-- Start of Rows --

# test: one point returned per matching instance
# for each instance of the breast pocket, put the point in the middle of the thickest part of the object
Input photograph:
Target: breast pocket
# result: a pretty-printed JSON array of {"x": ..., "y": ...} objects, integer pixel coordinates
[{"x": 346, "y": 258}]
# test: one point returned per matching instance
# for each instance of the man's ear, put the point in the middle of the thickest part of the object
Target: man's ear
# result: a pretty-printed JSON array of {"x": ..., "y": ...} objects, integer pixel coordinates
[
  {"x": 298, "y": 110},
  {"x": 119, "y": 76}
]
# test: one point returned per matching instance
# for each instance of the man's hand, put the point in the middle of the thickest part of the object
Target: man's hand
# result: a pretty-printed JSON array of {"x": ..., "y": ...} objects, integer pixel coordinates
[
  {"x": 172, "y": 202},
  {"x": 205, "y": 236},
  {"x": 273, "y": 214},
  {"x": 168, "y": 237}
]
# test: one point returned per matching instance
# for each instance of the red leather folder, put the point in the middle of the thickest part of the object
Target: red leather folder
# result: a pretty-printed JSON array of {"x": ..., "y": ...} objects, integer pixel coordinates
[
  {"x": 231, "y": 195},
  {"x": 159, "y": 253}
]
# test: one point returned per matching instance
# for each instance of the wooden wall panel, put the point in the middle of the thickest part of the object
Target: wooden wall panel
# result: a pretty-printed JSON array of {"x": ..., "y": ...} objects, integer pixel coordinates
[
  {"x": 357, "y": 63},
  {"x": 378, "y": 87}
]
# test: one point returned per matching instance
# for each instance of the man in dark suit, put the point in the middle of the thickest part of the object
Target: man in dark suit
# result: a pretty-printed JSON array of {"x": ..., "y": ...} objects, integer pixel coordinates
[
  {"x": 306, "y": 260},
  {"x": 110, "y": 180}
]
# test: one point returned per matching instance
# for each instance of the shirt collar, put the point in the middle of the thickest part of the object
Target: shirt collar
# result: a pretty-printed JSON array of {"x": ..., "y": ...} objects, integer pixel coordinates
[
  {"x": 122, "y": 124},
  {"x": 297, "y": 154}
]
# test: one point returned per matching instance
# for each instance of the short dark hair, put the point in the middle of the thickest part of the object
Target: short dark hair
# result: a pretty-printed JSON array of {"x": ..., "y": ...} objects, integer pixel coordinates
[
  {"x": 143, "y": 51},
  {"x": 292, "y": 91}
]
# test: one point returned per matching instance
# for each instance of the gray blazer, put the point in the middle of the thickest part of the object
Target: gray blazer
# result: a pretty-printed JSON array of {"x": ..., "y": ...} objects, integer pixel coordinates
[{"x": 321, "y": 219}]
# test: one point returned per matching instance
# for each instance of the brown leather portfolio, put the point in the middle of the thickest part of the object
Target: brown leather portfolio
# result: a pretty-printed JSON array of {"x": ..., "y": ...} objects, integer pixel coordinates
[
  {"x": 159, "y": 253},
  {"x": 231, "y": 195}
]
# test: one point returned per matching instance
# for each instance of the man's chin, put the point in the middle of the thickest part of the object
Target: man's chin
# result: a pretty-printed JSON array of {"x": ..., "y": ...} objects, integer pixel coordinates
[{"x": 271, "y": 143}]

-- End of Rows --

Collect every line of the records above that contains the string "breast", treating uppercase and lowercase letters as distinct.

§ Final result:
# for each instance of the breast pocket, put the point in the middle of the thickest part of the object
Target: breast pocket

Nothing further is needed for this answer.